TASK GOAL
Retype, exactly as they appear below, the lines between the line holding "657L152 655L155 530L0" and the line holding "positive clicks: (681, 340) (671, 339)", both ends included.

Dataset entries
::::
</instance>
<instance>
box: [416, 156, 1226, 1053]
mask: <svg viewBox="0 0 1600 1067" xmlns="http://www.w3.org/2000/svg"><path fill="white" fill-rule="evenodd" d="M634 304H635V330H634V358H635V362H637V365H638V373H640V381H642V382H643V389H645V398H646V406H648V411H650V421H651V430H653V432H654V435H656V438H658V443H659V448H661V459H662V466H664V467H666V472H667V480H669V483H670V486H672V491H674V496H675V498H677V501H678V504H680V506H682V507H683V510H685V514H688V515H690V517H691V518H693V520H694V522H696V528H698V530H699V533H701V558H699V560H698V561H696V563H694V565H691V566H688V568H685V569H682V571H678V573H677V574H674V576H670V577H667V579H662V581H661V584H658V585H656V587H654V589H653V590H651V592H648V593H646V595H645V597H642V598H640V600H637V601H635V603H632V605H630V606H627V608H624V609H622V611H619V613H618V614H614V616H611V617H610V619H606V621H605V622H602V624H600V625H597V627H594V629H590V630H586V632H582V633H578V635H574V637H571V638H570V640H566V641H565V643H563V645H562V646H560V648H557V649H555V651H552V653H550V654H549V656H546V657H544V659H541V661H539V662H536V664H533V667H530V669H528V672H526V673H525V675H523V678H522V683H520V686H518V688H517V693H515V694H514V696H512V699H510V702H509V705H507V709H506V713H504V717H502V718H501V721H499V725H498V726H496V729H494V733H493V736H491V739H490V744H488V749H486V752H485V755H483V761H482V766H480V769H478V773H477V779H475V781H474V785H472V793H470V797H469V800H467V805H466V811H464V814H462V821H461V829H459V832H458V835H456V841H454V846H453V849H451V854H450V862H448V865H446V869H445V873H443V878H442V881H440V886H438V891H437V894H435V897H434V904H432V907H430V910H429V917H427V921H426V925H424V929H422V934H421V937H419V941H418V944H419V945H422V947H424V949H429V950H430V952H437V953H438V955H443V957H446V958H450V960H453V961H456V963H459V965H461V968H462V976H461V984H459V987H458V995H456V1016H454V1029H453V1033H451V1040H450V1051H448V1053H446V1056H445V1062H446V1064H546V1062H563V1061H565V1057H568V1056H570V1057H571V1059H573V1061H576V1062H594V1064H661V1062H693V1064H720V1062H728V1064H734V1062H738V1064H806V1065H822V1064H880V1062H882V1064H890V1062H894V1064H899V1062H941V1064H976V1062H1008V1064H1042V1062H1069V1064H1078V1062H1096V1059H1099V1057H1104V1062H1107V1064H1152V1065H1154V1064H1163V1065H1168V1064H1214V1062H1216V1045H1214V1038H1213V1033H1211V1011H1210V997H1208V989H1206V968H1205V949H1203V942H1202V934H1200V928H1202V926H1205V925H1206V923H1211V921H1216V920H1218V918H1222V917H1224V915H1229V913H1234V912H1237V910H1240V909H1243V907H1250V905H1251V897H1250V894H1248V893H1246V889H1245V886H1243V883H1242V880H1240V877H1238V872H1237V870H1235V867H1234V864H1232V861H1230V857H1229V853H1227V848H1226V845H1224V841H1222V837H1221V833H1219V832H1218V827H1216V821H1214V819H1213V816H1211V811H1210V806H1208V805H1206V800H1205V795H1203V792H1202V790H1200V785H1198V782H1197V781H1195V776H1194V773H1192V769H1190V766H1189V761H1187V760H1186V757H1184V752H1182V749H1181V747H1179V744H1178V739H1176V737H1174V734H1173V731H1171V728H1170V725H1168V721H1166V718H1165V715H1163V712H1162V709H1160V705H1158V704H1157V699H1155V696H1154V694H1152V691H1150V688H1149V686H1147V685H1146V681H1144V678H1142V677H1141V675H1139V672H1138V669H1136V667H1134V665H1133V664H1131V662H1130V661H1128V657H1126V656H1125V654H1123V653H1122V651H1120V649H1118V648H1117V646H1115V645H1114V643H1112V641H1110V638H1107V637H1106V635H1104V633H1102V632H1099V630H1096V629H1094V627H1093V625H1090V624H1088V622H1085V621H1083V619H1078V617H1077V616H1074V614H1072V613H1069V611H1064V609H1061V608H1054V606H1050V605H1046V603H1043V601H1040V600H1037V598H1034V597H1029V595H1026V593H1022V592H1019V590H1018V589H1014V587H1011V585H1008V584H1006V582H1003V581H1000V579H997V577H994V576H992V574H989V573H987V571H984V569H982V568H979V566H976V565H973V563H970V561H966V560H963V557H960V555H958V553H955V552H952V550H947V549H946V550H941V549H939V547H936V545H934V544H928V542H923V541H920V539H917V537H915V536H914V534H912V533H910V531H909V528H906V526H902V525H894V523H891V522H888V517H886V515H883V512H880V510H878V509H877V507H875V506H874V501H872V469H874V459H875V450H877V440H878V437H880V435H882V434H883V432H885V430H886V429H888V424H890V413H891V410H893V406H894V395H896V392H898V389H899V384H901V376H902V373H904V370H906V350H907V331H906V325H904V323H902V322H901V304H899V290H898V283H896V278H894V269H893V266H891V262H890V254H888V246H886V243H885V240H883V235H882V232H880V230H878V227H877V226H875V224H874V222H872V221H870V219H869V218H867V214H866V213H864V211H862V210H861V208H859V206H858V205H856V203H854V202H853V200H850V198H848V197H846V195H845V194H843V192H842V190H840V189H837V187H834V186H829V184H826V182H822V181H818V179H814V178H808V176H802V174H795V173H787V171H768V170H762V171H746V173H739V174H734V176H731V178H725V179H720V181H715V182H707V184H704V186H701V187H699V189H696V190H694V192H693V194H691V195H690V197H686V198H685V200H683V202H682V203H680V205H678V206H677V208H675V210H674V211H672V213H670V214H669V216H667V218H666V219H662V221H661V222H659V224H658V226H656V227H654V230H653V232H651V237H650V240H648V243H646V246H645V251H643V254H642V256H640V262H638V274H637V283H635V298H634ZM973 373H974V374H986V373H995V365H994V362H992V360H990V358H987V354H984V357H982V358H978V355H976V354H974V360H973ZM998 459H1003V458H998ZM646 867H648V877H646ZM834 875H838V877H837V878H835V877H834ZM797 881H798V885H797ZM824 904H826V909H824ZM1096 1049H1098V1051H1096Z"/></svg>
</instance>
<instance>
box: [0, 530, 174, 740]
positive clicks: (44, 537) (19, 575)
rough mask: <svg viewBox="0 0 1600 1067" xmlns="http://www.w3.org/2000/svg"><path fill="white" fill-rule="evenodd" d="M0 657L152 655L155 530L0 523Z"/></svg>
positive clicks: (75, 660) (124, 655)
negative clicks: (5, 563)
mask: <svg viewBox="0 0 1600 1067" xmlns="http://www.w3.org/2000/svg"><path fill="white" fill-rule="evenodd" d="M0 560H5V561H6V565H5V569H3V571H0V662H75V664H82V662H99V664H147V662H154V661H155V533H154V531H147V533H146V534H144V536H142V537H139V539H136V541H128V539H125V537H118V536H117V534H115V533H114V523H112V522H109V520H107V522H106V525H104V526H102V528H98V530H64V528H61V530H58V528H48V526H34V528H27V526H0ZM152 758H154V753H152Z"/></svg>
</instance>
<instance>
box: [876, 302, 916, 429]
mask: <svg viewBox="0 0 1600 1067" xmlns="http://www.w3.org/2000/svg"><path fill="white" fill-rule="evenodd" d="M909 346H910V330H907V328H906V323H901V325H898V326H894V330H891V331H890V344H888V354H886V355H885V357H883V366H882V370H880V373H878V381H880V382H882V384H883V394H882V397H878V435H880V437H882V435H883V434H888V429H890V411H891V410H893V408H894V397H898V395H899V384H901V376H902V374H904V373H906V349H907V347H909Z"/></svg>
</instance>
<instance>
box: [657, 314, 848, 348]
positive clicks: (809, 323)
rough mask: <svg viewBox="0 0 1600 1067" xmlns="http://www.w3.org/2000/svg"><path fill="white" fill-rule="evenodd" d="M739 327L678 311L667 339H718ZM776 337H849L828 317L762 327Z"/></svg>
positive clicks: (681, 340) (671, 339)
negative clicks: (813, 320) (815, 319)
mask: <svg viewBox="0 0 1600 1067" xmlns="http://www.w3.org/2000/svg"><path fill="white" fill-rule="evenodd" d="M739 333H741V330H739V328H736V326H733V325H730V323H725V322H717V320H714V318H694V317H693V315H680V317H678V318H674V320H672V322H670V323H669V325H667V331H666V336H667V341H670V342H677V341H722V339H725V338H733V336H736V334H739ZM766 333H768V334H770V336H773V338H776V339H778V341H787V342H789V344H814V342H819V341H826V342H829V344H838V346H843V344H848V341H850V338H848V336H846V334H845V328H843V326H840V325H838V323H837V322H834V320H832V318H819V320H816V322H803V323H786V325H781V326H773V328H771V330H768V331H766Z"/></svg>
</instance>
::::
THE COMPLETED TASK
rough mask: <svg viewBox="0 0 1600 1067" xmlns="http://www.w3.org/2000/svg"><path fill="white" fill-rule="evenodd" d="M0 657L152 655L155 530L0 523Z"/></svg>
positive clicks: (75, 660) (124, 655)
negative clicks: (5, 563)
mask: <svg viewBox="0 0 1600 1067" xmlns="http://www.w3.org/2000/svg"><path fill="white" fill-rule="evenodd" d="M0 560H5V561H6V565H5V569H3V571H0V662H75V664H82V662H99V664H147V662H154V661H155V533H154V531H147V533H146V534H144V536H142V537H139V539H136V541H128V539H125V537H118V536H117V534H115V533H114V523H112V522H109V520H107V522H106V525H104V526H102V528H98V530H64V528H61V530H58V528H48V526H34V528H27V526H0ZM152 758H154V753H152Z"/></svg>
</instance>
<instance>
box: [876, 302, 916, 429]
mask: <svg viewBox="0 0 1600 1067" xmlns="http://www.w3.org/2000/svg"><path fill="white" fill-rule="evenodd" d="M909 346H910V330H907V328H906V323H901V325H898V326H894V330H891V331H890V344H888V354H886V355H885V357H883V366H882V370H880V373H878V381H880V382H882V384H883V394H882V397H878V435H880V437H882V435H883V434H888V429H890V411H891V410H893V408H894V397H898V395H899V384H901V376H902V374H904V373H906V349H907V347H909Z"/></svg>
</instance>
<instance>
box: [657, 314, 848, 348]
positive clicks: (809, 323)
rough mask: <svg viewBox="0 0 1600 1067" xmlns="http://www.w3.org/2000/svg"><path fill="white" fill-rule="evenodd" d="M739 327L678 311L667 339H718ZM776 337H849L828 317L762 327Z"/></svg>
positive clicks: (681, 340) (671, 339)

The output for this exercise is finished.